__What is being asked__. Which lines in the data below contain the string "JSON"? List each of them in full.

** Start Source records **

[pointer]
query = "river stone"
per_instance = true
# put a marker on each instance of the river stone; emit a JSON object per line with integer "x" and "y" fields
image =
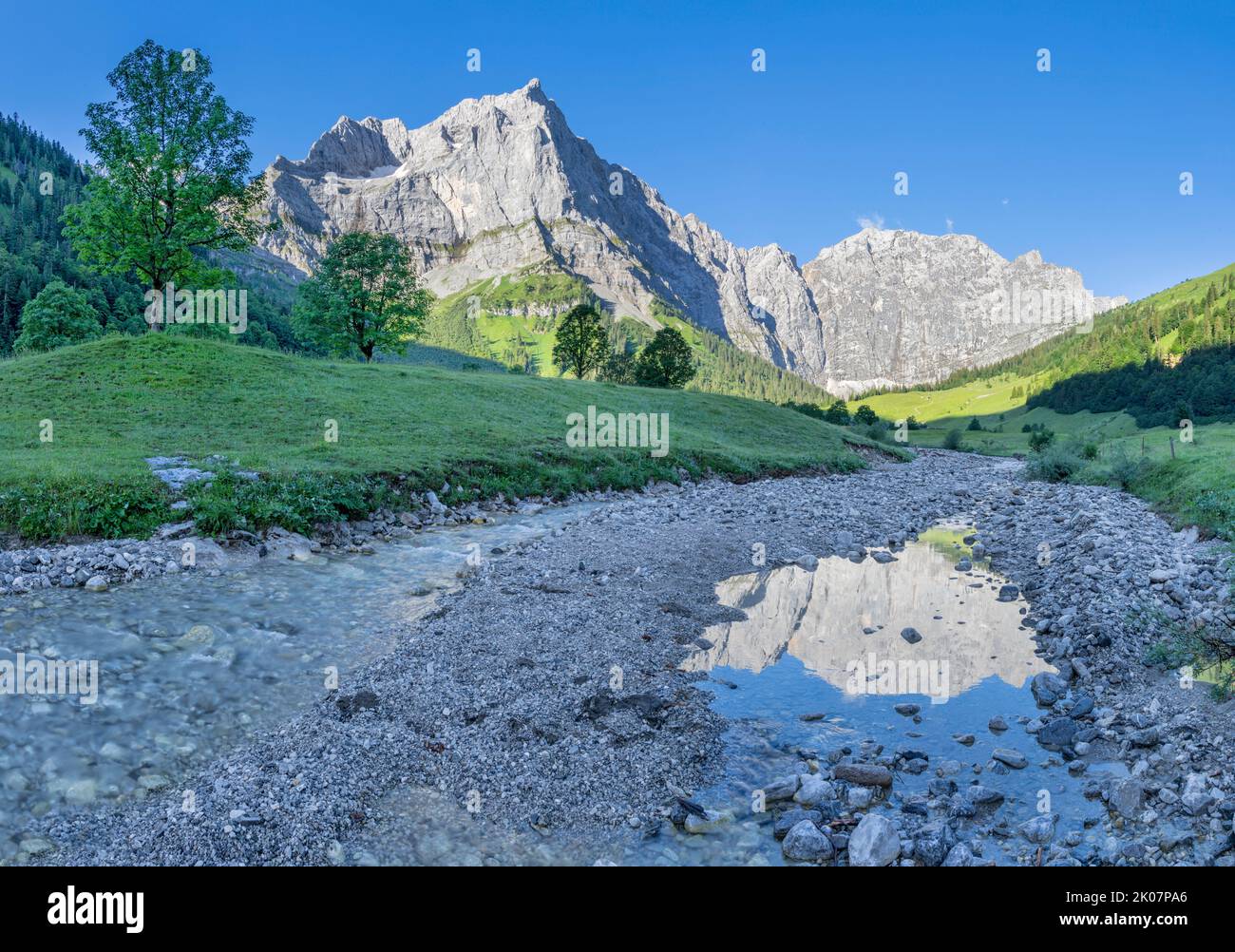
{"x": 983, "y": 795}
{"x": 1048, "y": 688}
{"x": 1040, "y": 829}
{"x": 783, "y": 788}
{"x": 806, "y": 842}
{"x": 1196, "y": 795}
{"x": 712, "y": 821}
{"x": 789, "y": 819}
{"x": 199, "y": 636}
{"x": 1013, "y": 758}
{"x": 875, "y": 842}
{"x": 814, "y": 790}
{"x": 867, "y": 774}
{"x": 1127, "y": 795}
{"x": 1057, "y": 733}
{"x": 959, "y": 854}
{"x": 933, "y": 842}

** End Source records **
** Start Source records **

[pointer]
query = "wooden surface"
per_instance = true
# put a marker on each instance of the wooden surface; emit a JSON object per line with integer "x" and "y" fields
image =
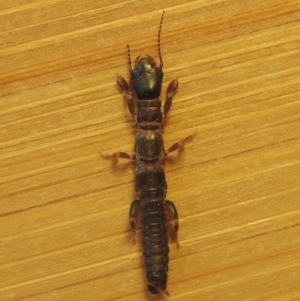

** End Source records **

__Output below__.
# put a marker on each instance of the river stone; emit a JSON object per line with integer "x" and "y" fields
# put a marker on each instance of the wooden surface; emit a JSON object per line with integer "x" and "y" fields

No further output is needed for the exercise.